List each line in the records below that contains the string "jacket". Case matters.
====== Data to process
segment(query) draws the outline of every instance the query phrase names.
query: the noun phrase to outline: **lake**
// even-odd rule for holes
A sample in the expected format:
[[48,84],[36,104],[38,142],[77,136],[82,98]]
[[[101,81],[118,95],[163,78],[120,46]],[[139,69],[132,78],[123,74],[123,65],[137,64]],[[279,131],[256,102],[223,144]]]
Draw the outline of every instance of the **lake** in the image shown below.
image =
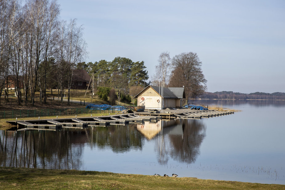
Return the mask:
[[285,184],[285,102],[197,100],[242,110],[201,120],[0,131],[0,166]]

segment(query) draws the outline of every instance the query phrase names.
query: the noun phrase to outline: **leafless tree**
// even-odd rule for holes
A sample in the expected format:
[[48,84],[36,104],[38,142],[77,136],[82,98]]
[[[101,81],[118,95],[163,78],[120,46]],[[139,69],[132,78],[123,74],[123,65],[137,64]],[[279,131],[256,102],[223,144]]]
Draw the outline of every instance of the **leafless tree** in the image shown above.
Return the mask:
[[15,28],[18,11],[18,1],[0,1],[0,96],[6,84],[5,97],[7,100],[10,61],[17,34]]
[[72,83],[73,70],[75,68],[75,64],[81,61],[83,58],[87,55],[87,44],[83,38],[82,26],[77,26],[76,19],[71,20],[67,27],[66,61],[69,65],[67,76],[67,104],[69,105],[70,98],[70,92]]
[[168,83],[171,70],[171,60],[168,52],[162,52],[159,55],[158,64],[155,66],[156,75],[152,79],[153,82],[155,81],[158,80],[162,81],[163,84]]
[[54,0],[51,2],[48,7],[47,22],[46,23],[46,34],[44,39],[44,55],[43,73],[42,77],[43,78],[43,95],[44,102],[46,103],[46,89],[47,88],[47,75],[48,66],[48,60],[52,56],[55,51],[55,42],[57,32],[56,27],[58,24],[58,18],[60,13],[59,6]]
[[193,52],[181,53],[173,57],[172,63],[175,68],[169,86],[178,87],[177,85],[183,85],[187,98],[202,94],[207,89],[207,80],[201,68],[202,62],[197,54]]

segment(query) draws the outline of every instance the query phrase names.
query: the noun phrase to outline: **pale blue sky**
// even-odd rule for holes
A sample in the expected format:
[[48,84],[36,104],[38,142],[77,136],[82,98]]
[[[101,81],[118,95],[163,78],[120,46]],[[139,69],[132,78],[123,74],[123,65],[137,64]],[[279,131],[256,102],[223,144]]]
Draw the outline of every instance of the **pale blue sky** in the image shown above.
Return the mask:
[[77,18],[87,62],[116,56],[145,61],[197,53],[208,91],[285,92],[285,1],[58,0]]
============
====== Data to process
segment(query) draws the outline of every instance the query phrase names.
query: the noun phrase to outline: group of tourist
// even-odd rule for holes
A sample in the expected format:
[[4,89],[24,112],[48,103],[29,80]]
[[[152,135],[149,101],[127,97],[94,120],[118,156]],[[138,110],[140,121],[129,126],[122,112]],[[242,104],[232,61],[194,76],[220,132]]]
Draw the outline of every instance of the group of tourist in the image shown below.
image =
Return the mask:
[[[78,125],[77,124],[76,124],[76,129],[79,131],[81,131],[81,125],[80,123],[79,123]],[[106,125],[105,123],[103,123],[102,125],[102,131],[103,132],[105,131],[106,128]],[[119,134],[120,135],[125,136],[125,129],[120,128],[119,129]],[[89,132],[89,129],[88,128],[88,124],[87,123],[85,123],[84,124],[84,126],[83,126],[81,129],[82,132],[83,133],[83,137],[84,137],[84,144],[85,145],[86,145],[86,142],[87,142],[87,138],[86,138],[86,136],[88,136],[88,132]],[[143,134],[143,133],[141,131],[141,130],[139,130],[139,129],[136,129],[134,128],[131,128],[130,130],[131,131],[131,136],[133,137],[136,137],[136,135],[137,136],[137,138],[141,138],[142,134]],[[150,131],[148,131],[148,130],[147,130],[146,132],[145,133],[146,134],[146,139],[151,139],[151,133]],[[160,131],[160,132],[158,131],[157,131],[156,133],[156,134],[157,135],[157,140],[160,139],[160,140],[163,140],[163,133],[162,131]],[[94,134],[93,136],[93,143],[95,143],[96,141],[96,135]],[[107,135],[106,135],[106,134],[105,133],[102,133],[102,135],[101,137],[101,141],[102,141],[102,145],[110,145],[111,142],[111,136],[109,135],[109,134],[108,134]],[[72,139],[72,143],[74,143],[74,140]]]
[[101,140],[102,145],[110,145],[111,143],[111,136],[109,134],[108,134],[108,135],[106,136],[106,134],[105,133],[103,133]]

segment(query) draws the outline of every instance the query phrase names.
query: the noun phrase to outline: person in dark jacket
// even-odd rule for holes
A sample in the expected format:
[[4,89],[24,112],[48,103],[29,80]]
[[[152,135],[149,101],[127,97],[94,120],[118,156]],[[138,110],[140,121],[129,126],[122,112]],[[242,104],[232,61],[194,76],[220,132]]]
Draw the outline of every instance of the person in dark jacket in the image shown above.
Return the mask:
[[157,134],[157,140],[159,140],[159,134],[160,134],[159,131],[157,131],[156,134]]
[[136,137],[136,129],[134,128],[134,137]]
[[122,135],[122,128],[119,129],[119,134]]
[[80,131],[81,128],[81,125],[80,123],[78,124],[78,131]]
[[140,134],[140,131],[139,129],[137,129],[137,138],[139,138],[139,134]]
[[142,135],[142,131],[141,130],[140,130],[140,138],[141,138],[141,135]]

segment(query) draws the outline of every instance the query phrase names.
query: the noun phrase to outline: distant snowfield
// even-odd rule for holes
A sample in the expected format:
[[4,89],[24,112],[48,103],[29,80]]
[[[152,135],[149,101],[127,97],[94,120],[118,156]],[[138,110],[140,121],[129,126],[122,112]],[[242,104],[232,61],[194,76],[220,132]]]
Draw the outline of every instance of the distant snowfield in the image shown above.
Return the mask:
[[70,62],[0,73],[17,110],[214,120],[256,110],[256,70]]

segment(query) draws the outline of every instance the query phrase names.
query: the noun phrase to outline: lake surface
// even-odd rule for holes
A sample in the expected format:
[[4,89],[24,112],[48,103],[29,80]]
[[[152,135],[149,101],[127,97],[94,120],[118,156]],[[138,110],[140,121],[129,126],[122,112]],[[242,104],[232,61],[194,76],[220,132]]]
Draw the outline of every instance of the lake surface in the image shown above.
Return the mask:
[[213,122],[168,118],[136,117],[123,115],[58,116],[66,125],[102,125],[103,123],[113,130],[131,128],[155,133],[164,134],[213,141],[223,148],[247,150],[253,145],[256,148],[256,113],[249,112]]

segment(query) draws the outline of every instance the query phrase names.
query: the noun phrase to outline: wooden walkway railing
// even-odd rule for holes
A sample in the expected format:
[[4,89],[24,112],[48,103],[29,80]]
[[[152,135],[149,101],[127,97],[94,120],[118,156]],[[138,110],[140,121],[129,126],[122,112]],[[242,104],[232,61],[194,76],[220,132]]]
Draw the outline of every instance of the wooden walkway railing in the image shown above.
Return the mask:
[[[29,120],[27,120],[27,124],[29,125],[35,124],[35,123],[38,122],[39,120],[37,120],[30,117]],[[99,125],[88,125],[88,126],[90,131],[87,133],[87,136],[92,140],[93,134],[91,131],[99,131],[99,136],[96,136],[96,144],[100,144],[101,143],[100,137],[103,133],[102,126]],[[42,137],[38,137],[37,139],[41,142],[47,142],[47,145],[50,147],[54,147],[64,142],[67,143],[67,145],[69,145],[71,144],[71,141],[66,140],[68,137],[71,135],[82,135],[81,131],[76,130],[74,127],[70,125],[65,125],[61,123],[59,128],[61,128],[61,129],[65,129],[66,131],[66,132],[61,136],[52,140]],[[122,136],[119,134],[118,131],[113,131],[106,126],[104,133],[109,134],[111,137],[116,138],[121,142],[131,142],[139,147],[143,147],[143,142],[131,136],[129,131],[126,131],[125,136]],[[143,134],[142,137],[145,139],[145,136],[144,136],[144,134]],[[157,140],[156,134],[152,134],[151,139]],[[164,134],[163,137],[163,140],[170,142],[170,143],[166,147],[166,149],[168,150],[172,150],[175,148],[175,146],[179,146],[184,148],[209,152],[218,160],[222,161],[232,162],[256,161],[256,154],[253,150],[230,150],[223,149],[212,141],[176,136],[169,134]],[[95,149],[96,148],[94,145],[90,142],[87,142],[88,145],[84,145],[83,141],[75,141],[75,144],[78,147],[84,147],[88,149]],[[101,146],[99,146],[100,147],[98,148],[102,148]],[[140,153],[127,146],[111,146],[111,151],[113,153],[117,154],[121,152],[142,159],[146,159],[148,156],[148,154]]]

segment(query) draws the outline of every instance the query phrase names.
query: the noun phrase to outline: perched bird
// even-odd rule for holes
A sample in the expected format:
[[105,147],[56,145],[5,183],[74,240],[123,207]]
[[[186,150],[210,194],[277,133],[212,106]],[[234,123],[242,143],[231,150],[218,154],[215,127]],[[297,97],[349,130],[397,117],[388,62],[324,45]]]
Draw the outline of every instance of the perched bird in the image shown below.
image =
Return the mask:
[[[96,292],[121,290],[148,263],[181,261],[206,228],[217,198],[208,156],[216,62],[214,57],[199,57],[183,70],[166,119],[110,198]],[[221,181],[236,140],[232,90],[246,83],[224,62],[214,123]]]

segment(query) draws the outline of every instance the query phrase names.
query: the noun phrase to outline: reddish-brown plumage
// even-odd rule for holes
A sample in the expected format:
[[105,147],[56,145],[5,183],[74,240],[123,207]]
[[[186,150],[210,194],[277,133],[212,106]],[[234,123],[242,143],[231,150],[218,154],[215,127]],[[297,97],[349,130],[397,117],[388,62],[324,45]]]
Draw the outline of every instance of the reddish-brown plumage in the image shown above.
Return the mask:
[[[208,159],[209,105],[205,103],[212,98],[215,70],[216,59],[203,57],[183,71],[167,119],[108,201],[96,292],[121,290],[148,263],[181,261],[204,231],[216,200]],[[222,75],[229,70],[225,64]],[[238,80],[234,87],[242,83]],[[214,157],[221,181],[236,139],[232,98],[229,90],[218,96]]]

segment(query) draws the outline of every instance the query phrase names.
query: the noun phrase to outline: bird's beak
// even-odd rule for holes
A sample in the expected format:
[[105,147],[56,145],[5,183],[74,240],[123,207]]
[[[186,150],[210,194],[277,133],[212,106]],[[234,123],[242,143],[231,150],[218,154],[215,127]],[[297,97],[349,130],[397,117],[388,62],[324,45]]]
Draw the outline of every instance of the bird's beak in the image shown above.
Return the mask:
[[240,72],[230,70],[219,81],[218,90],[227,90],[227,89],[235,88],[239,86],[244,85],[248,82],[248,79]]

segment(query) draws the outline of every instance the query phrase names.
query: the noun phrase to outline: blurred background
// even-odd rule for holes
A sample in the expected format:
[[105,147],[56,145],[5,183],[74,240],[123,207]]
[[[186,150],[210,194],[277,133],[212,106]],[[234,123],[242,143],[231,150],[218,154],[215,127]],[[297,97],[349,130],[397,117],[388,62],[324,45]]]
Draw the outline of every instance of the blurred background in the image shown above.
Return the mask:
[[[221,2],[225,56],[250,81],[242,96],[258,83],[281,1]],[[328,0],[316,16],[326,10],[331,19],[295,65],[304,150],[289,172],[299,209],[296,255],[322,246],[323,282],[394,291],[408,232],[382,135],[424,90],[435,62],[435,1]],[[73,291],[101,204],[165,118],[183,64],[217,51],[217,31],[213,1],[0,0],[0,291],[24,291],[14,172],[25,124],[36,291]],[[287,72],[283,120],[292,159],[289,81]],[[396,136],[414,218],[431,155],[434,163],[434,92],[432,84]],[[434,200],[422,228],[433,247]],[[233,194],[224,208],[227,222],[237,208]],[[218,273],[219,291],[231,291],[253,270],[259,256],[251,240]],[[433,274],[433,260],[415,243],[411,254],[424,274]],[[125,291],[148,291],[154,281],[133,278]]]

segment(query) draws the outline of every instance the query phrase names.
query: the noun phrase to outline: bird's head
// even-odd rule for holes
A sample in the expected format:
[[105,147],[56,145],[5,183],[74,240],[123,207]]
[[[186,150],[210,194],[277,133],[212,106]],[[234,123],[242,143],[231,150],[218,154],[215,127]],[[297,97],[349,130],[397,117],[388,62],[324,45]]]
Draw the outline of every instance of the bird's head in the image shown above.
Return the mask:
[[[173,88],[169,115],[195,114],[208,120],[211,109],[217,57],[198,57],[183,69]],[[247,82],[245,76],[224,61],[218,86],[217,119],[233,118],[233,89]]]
============
- Task output -
query: the noun phrase to outline: person in dark jacket
Draw the outline of every instance of the person in dark jacket in the image shown above.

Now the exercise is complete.